The data Start Marker

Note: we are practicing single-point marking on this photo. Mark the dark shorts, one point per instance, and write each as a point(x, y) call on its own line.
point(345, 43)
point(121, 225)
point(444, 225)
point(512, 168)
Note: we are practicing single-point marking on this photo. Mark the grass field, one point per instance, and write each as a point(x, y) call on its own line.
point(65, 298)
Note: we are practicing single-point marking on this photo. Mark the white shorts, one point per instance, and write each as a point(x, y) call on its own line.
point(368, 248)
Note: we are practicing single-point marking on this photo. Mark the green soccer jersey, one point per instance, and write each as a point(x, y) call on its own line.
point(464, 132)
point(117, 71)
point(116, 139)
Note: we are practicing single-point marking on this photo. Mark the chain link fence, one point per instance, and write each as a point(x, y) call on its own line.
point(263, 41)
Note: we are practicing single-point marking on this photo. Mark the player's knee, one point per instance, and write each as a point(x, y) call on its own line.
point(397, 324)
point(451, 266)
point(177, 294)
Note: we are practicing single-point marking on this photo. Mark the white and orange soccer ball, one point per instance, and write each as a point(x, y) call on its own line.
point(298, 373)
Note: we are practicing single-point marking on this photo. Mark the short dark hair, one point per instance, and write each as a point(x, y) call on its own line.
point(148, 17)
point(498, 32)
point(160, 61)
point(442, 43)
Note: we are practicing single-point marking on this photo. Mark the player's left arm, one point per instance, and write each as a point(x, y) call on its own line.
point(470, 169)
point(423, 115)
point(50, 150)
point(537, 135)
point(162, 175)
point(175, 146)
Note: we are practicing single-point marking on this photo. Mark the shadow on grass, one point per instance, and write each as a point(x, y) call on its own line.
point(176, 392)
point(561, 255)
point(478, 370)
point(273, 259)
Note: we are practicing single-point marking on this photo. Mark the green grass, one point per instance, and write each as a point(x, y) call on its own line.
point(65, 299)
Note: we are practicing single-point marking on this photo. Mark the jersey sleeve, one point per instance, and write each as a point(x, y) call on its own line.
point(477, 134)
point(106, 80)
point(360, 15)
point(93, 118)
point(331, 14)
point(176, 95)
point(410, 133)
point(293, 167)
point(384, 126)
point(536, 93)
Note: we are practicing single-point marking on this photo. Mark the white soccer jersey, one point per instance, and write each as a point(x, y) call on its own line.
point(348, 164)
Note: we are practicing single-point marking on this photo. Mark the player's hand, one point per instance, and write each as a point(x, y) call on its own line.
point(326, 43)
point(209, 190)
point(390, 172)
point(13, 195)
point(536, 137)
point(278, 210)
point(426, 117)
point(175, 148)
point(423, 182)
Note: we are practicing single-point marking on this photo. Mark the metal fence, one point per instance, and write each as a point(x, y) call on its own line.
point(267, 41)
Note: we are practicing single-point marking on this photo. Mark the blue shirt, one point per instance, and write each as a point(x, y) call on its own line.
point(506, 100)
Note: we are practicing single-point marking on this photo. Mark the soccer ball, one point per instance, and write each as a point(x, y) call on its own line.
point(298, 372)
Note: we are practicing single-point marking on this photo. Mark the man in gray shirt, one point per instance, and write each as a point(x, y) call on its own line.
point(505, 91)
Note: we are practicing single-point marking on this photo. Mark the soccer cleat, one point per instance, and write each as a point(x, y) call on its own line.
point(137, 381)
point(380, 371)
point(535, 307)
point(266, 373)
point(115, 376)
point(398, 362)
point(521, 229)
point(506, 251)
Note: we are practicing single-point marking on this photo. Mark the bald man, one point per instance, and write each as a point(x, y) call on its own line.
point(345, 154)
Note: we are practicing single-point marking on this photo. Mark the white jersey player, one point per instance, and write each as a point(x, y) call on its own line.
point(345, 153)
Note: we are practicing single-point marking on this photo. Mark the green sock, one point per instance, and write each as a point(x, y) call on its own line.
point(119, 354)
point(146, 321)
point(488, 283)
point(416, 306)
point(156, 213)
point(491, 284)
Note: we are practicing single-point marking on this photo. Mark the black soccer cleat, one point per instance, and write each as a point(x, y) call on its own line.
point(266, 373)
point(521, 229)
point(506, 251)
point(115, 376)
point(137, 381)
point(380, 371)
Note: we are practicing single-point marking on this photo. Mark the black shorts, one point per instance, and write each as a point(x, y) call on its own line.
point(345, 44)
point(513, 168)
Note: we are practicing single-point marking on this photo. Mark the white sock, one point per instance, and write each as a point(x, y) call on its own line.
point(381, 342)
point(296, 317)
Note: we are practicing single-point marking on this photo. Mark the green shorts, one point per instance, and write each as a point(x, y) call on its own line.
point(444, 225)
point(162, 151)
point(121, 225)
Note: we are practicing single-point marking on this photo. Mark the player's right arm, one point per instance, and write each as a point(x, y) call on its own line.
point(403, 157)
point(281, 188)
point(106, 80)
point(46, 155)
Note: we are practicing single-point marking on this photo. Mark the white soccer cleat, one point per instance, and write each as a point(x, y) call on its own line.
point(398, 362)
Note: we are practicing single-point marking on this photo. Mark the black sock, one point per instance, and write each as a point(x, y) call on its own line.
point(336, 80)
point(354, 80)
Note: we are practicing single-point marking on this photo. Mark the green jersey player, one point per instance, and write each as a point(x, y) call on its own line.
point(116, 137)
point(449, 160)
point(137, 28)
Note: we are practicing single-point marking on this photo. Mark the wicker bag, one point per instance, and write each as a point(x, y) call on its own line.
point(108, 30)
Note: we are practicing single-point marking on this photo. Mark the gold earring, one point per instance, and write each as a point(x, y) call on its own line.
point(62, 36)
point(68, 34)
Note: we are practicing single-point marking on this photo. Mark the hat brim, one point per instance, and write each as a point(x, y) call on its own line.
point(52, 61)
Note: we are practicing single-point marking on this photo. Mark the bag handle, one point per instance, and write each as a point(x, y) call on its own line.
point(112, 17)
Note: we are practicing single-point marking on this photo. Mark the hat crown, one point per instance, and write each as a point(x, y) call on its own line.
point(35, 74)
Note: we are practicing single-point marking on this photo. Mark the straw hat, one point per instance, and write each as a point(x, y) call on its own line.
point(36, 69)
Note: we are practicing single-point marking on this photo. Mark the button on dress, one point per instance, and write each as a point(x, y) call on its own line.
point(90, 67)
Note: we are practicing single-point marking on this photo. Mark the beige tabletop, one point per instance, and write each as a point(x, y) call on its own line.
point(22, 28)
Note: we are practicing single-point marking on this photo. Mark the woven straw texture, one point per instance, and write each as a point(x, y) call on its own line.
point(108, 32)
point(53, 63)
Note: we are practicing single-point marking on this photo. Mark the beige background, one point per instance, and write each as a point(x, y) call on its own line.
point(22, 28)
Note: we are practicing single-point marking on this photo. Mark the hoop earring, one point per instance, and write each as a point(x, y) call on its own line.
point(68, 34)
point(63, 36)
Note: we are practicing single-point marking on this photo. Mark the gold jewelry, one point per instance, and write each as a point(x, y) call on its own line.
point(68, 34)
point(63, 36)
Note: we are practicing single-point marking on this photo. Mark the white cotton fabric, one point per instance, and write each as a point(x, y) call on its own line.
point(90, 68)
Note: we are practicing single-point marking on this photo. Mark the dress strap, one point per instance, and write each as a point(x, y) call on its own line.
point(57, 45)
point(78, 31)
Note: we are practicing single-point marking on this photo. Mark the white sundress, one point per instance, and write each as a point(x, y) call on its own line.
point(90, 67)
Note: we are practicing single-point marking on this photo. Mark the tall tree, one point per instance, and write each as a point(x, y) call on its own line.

The data End Marker

▶ _The problem_
Retype the material above exactly as given.

▶ _Solution to the problem_
Note: we are practicing single-point marking on this photo. Mark the dark shorts, one point per instance, and write each as a point(x, y) call on its own line.
point(345, 43)
point(121, 225)
point(444, 225)
point(512, 168)
Note: we are practicing single-point marking on this photo. Mark the grass field, one point per instance, and write each as a point(x, y) call on its own line.
point(65, 298)
Note: we are practicing single-point marking on this photo. Mark the white shorts, one point per instance, and write each as a point(x, y) call on its own line.
point(368, 248)
Note: we are practicing single-point marking on this photo. Mark the green soccer jersey, one point per instance, and write each as a point(x, y) call on its own line.
point(464, 132)
point(117, 71)
point(116, 139)
Note: we are practicing single-point marking on this photo. Mark the chain link fence, one point per instance, and write each as a point(x, y) call on its own line.
point(263, 41)
Note: we are practicing single-point marking on this photo. Mark the player's knee, one point per instance, and write each as a point(x, y) call on its own line.
point(397, 324)
point(451, 266)
point(177, 294)
Note: we are practicing single-point marking on this photo. Mark the white and orange soccer ball, one point per instance, and write each as a point(x, y) call on its own line.
point(298, 373)
Note: we are practicing single-point marking on this photo. Mark the short dark hair, one point per instance, and write each as a point(x, y) call on its own line.
point(148, 17)
point(498, 32)
point(160, 61)
point(442, 43)
Note: we are practicing single-point marking on this photo. Mark the player's left arm, one point per instance, and write each as a point(x, y) call on its own line.
point(470, 169)
point(423, 115)
point(50, 150)
point(537, 135)
point(162, 175)
point(175, 146)
Note: we are practicing single-point marking on this photo. Mark the shadow on grass, one point per instance, and write each as a point(x, y) call on its own line.
point(176, 392)
point(561, 255)
point(478, 370)
point(273, 259)
Note: we are practicing single-point marking on this photo. Mark the green grass, one point per instance, and write each as a point(x, y) call on its own line.
point(65, 299)
Note: we are practicing single-point marking on this photo. Mark the jersey sleeve, one point per instance, and write each as a point(x, y) call on its own line.
point(477, 134)
point(106, 80)
point(360, 15)
point(93, 118)
point(331, 14)
point(176, 95)
point(410, 133)
point(293, 167)
point(384, 126)
point(536, 93)
Note: we are practicing single-point marking on this photo. Mark the white soccer jersey, one point per instance, and write each as a point(x, y) call on its own line.
point(348, 164)
Note: we are practicing single-point marking on this photo. Mark the player's hand, one point per instance, and write each as a point(x, y) call on its own line.
point(326, 43)
point(209, 190)
point(390, 172)
point(13, 195)
point(536, 137)
point(278, 210)
point(426, 117)
point(175, 148)
point(423, 182)
Note: we are practicing single-point marking on this photo. Mark the metal fence, one point per instance, and write each as a point(x, y) call on its own line.
point(267, 41)
Note: we are practicing single-point marking on this photo. Mark the blue shirt, one point per instance, and write each as a point(x, y) call on its own line.
point(506, 100)
Note: we are practicing single-point marking on this photo. Mark the soccer ball, one point per instance, and write each as a point(x, y) call on its own line.
point(298, 372)
Note: we are practicing single-point marking on this photo. Mark the man in gray shirt, one point per instance, and write each as a point(x, y) call on its own line.
point(505, 91)
Note: we are practicing single-point marking on this photo. Mark the soccer cleat, one point per instance, and write each as a point(x, y) call on its own line.
point(137, 381)
point(380, 371)
point(535, 307)
point(266, 373)
point(115, 376)
point(398, 362)
point(521, 229)
point(506, 251)
Note: we are practicing single-point marking on this photo. Mark the bald man, one point per instance, and write each as a point(x, y) call on its own line.
point(345, 154)
Note: we are practicing single-point marking on this photo. Mark the white jersey player, one point per instance, and write each as a point(x, y) call on its own line.
point(345, 153)
Note: we are practicing single-point marking on this photo. Mark the green sock, one point per instance, and write each as a point(x, y) call on its own line.
point(119, 354)
point(146, 321)
point(488, 283)
point(416, 306)
point(156, 213)
point(491, 284)
Note: we are practicing single-point marking on this photo. Mark the black soccer cleat, one point per instance, and write each as a point(x, y) call on its own line.
point(266, 373)
point(521, 229)
point(506, 251)
point(115, 376)
point(137, 381)
point(380, 371)
Note: we are practicing single-point marking on this photo. Mark the black shorts, one point per instance, and write each as a point(x, y) call on its own line.
point(345, 44)
point(513, 168)
Note: we are practicing single-point marking on this photo. Mark the white sock, one point per instance, and write each as a point(x, y) call on its own line.
point(381, 342)
point(296, 317)
Note: we are practicing single-point marking on this photo. Mark the green shorts, one point per instance, and write each as a point(x, y) call on its own line.
point(444, 225)
point(162, 151)
point(121, 225)
Note: we are practicing single-point marking on this photo. Mark the player's right arm, one point per instance, and write each as a point(x, y) call on its own line.
point(403, 157)
point(281, 188)
point(106, 80)
point(46, 155)
Note: we are practicing single-point marking on this photo. Mark the white soccer cleat, one point per instance, and write each as a point(x, y) call on its own line.
point(398, 362)
Note: we are practicing single-point marking on this photo. Mark the black sock, one point per instance, and write each as a point(x, y) call on its own line.
point(336, 80)
point(354, 80)
Note: we are practicing single-point marking on this photo. Mark the green jersey player, one point per instance, and write each as a point(x, y) call on its own line.
point(116, 137)
point(449, 160)
point(137, 28)
Note: we are practicing single-point marking on this photo. Mark the wicker bag, one point per instance, and write each as a point(x, y) call on its own line.
point(108, 30)
Note: we are practicing single-point marking on this photo. Mark the gold earring, one point per instance, and write each as a point(x, y) call on its own line.
point(62, 36)
point(68, 34)
Note: we are practicing single-point marking on this photo. Mark the hat brim, one point per instance, and write each as a point(x, y) call on its own line.
point(52, 61)
Note: we are practicing single-point marking on this photo. Mark the bag handle, one point per instance, and write each as a point(x, y) call on its own line.
point(112, 17)
Note: we are practicing single-point marking on this photo. Mark the hat crown, one point per instance, and write each as a point(x, y) call on its own line.
point(35, 74)
Note: we are practicing single-point marking on this photo. Mark the straw hat, one point per instance, and write each as a point(x, y) call on its own line.
point(36, 69)
Note: we are practicing single-point marking on this photo. Mark the button on dress, one point per instance, and write each as a point(x, y) call on its own line.
point(90, 67)
Note: we are practicing single-point marking on this photo. Mark the beige tabletop, one point per instance, and write each as a point(x, y) call on its own line.
point(22, 28)
Note: we are practicing single-point marking on this photo. Mark the woven straw texture, one point per instance, and write each as a point(x, y) call on its own line.
point(108, 32)
point(53, 63)
Note: we are practicing single-point marking on this photo. Mark the beige background, one point per instance, and write each as a point(x, y) call on its own line.
point(22, 28)
Note: we are practicing single-point marking on this photo. Mark the hoop earring, one point per instance, and write each as a point(x, y) call on its own line.
point(68, 34)
point(63, 36)
Note: we are practicing single-point marking on this photo. Mark the gold jewelry, one point per instance, and write each as a point(x, y) call on its own line.
point(68, 34)
point(63, 36)
Note: we are practicing single-point marking on this photo. Mark the white cotton fabric, one point per instance, and write each as a point(x, y) call on its own line.
point(90, 68)
Note: we are practicing single-point marking on this photo. Mark the dress strap, one point per instance, and write each as a point(x, y) call on its own line.
point(57, 45)
point(78, 31)
Note: we are practicing single-point marking on this photo. Mark the white sundress, one point per instance, and write each as a point(x, y) call on its own line.
point(90, 67)
Note: we are practicing single-point marking on this photo. Mark the tall tree, one point per instance, and write each as a point(x, y) call on its own line.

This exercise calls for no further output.